RECORDS SHOWN:
• • • • •

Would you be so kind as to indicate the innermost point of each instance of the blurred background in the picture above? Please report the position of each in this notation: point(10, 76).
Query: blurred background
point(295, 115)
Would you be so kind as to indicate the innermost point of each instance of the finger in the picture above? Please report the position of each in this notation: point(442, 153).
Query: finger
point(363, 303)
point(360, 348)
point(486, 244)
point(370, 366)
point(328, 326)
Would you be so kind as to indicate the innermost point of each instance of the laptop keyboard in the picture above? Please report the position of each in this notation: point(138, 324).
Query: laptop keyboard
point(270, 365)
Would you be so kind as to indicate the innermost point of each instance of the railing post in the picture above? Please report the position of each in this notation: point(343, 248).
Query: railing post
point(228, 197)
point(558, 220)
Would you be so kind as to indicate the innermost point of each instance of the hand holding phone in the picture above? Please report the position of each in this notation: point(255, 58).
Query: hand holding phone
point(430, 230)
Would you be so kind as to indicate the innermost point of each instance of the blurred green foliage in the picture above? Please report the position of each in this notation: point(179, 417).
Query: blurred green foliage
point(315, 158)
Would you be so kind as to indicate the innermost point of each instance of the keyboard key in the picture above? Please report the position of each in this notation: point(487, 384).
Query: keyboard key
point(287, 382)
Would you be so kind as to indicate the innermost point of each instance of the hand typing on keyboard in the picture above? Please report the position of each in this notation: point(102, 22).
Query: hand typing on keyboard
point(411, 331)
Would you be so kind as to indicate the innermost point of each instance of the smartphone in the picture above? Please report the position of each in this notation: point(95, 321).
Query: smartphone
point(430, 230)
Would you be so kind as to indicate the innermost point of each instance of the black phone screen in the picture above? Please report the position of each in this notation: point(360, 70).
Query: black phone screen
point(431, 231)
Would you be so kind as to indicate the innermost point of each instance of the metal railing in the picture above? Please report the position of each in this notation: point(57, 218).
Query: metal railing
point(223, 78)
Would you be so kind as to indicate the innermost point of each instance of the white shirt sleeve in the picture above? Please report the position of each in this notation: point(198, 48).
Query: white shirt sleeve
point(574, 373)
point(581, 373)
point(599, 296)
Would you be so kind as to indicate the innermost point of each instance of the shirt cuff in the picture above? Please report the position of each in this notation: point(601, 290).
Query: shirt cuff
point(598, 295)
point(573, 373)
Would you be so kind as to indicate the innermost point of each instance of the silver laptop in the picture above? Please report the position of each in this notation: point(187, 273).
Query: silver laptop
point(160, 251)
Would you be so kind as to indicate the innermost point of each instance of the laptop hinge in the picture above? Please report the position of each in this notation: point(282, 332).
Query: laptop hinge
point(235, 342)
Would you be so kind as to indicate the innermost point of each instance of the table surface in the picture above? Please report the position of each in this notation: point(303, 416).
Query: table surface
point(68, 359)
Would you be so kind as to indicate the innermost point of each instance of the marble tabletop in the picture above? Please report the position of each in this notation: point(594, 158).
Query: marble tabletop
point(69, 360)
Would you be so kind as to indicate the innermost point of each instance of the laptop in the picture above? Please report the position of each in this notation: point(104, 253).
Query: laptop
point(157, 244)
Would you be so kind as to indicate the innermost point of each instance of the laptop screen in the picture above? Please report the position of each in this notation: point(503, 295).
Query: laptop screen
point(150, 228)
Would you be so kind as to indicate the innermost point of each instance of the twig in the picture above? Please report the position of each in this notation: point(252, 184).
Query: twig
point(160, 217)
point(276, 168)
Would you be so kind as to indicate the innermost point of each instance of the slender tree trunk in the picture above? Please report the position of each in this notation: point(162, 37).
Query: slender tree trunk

• • • • •

TO DO:
Find how many lines in the listing above contain the word "trunk", then state that number by itself.

ANSWER:
2